* [EXCERPT PROVIDED]

As of September 30, 2002, the Company’s subsidiary, Grupo Famian (“Famian”), had a short-term advance from Banco Bilbao Vizcaya amounting to $450,000. This subsidiary also has a credit facility with Banco Nacional de Comercio Exterior SNC guaranteed by the Company. This facility provides for a $10 million credit line based on purchase orders and is restricted by certain covenants on the ratio of total assets to total liabilities and the ratio of the bank’s loan to short-term liabilities of Famian. As of September 30, 2002, the outstanding amount was $4.7 million.

The Company has two equipment loans with initial balances of $16.25 million and $5.2 million from GE Capital Leasing (“GE Capital”) and Bank of America Leasing (“BOA”), respectively. The leases are secured by equipment located at the Company’s facilities in Puebla and Tlaxcala, Mexico. The amounts outstanding as of September 30, 2002 were $7.8 million due to GE Capital and $2.6 million due to BOA. Interest accrues at a rate of 2 1/2% over LIBOR. The loan from GE Capital will mature in the year 2005 and the loan from BOA in the year 2004. These facilities are subject to certain restrictive covenants including net worth, leverage ratio and interest coverage requirements.  The lease agreement with BOA provides, among other items, that the Company’s financial performance conform to so-called financial benchmarks, one of which relates to an interest coverage ratio which utilizes EBIT rather than EBITDA resulting in a more restrictive benchmark than is found in the Company’s other credit arrangements. BOA informed the Company on September 5, 2002 that as of December 31, 2001 the Company had not met this benchmark. BOA subsequently said that it did not deem this benchmark to be a financial covenant and that it did not intend to take any action as a consequence of this event pending further analysis of the Company’s September 30, 2002 quarterly report. BOA’s remedy for failure of the Company to meet this financial benchmark is to cause the remaining unpaid balance to be amortized over a six-month period rather than the current two-year remaining amortization period.  If BOA elects such remedy, the monthly payments would increase from $88,880 to $408,598. BOA also indicated that it would be willing to amend the lease agreement so as to conform the interest coverage benchmark to the same basic formula used in the Company’s other credit arrangements subject to the payment of an amendment fee.

* [EXERCISE TASK 1]
For the excerpt on the Company's loans, decide whether each statement agrees with it, answering yes or no and quoting the words of the text that settle it. (a) The credit facility with Banco Nacional de Comercio Exterior SNC provides a $10 million credit line. (b) The loan from GE Capital matures in 2004. (c) Interest on the equipment loans accrues at 2 1/2% over LIBOR.

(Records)
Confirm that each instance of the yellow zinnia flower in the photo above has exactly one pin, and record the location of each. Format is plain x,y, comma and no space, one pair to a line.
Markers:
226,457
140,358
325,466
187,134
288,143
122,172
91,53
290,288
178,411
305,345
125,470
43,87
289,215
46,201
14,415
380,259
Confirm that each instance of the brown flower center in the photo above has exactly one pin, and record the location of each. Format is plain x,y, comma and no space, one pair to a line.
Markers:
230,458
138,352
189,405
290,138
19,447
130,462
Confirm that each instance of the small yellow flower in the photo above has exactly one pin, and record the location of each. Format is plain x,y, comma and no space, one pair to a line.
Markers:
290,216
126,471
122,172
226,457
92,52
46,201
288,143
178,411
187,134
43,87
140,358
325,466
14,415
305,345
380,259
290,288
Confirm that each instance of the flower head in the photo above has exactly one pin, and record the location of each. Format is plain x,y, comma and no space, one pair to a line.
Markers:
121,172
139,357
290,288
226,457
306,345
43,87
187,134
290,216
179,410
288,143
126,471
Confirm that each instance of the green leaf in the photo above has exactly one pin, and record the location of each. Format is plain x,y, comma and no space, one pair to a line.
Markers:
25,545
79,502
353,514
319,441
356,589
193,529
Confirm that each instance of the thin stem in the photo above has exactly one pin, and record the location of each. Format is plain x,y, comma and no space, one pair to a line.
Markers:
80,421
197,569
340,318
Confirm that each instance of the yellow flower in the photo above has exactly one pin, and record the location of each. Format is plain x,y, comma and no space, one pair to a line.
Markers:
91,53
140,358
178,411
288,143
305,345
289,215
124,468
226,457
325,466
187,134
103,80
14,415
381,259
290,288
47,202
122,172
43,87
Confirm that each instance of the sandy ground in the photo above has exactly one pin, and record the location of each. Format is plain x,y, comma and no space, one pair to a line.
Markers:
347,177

* [EXERCISE TASK 2]
Rewrite the lines of the entries starting at the line containing "Confirm that each instance of the yellow flower" and ending at the last line of the entries, replacing "Markers" with "Points" and changing nothing else. Give only those lines.

* [CORRECT OUTPUT 1]
(a) Yes: "This facility provides for a $10 million credit line based on purchase orders"
(b) No: "The loan from GE Capital will mature in the year 2005"
(c) Yes: "Interest accrues at a rate of 2 1/2% over LIBOR."

* [CORRECT OUTPUT 2]
Confirm that each instance of the yellow flower in the photo above has exactly one pin, and record the location of each. Format is plain x,y, comma and no space, one pair to a line.
Points:
91,53
140,358
178,411
288,143
305,345
289,215
124,468
226,457
325,466
187,134
103,80
14,415
381,259
290,288
47,202
122,172
43,87
Confirm that each instance of the sandy ground in the photo above has exactly one pin, and record the location of each. Format is plain x,y, comma and no space, one pair to a line.
Points:
347,177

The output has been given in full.